→ **Task goal**: Output the listing below verbatim, without images.

→ **Record excerpts**:
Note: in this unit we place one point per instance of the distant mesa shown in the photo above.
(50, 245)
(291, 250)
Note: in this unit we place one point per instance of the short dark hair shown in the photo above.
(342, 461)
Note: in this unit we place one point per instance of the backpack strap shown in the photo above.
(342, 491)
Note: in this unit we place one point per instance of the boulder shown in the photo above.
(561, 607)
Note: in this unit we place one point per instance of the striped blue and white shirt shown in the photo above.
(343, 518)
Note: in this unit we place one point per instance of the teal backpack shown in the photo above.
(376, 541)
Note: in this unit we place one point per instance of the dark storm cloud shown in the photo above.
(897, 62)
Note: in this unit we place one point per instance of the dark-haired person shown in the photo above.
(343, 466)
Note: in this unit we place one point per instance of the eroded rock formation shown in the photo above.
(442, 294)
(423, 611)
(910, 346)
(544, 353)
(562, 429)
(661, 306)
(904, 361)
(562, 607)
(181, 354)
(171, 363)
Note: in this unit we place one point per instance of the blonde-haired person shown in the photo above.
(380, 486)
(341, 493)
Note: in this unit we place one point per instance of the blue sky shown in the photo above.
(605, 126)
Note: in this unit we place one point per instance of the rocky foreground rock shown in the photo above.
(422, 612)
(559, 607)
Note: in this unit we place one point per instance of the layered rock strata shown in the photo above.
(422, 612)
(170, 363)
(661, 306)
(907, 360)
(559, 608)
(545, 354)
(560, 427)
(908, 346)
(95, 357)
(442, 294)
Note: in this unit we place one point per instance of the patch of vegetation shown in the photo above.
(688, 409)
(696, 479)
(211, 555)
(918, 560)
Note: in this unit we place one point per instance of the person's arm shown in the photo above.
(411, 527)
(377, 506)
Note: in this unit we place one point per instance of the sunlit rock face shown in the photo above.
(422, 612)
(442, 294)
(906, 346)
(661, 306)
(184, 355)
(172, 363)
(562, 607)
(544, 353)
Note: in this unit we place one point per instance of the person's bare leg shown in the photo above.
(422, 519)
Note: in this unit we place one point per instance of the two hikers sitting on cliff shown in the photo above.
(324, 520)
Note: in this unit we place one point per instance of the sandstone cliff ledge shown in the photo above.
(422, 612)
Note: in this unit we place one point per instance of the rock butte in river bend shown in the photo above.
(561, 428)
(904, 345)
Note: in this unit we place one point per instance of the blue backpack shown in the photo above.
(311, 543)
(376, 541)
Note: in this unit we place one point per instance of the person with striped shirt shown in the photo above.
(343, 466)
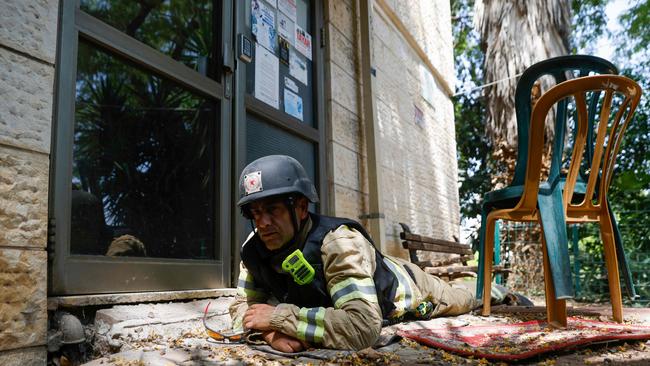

→ **Output for this task**:
Note: in this unit we place one point per instance of the distant mesa shown in the photo above.
(50, 245)
(291, 250)
Note: in this unit we place one point per instance of the short dark hair shown in the photo above.
(342, 461)
Note: in this unit we place one point per instance of the backpack strap shown in the photo above.
(342, 491)
Note: in this unit we place one point per instance of the boulder shown in the photo above.
(561, 607)
Note: in this unit we place one point per instance of the striped blue and white shirt shown in the photo above.
(343, 518)
Note: in this unit we place one point per instance of the teal backpack shown in the photo above.
(376, 541)
Note: in this unit we place one point per instance of the dark storm cloud shown in the photo above.
(897, 62)
Note: in this unit we place one point per instance of the dark-haired person shown in the photo above.
(343, 466)
Note: in this unit we place one point per instance of the eroded rock formation shown in the photo above.
(442, 294)
(423, 611)
(910, 346)
(544, 353)
(562, 429)
(661, 306)
(904, 361)
(562, 607)
(181, 354)
(171, 363)
Note: in this unit we place one point per instance of the blonde-haired person shown in the photo above.
(380, 486)
(341, 493)
Note: in this unit we place one point per instance of the blue sky shown in the photo above.
(605, 126)
Note: in this unit we place one point per instance of the rocky foreground rock shown in the photo above.
(422, 612)
(559, 607)
Note: in this unit we place one point per instance of the layered rock strata shown in the photo above.
(422, 612)
(170, 363)
(661, 306)
(907, 360)
(559, 608)
(545, 354)
(560, 427)
(908, 346)
(95, 357)
(442, 294)
Note: in this unit we place one point per instance of the patch of vegetation shown in the photo above.
(688, 409)
(696, 479)
(211, 555)
(918, 560)
Note: in this unit we place one point per instance of the person's arm shown in the photo above.
(411, 527)
(377, 506)
Note: in this unit we place one point per instance of the sunlit rock face shown in the photo above.
(422, 612)
(442, 294)
(906, 346)
(661, 306)
(184, 355)
(172, 363)
(562, 607)
(544, 353)
Note: in this unit we place one point per instance of the person's bare leg shown in the photo above.
(422, 519)
Note: in this unit we place one point per instance of the two hikers sitting on cliff shown in the photo above.
(324, 520)
Note: in this unit we place one point per instance of the sandstone cliff ledge shown in the photo above.
(422, 612)
Note: in this unit we place one point per instance of the rock butte in river bend shown in the photo above.
(561, 428)
(904, 345)
Note: in this unit we place one point per instance of the blue backpack shown in the photo above.
(311, 543)
(376, 541)
Note: in this unit we place one point per instance of the person with striped shirt shown in the photo above.
(343, 466)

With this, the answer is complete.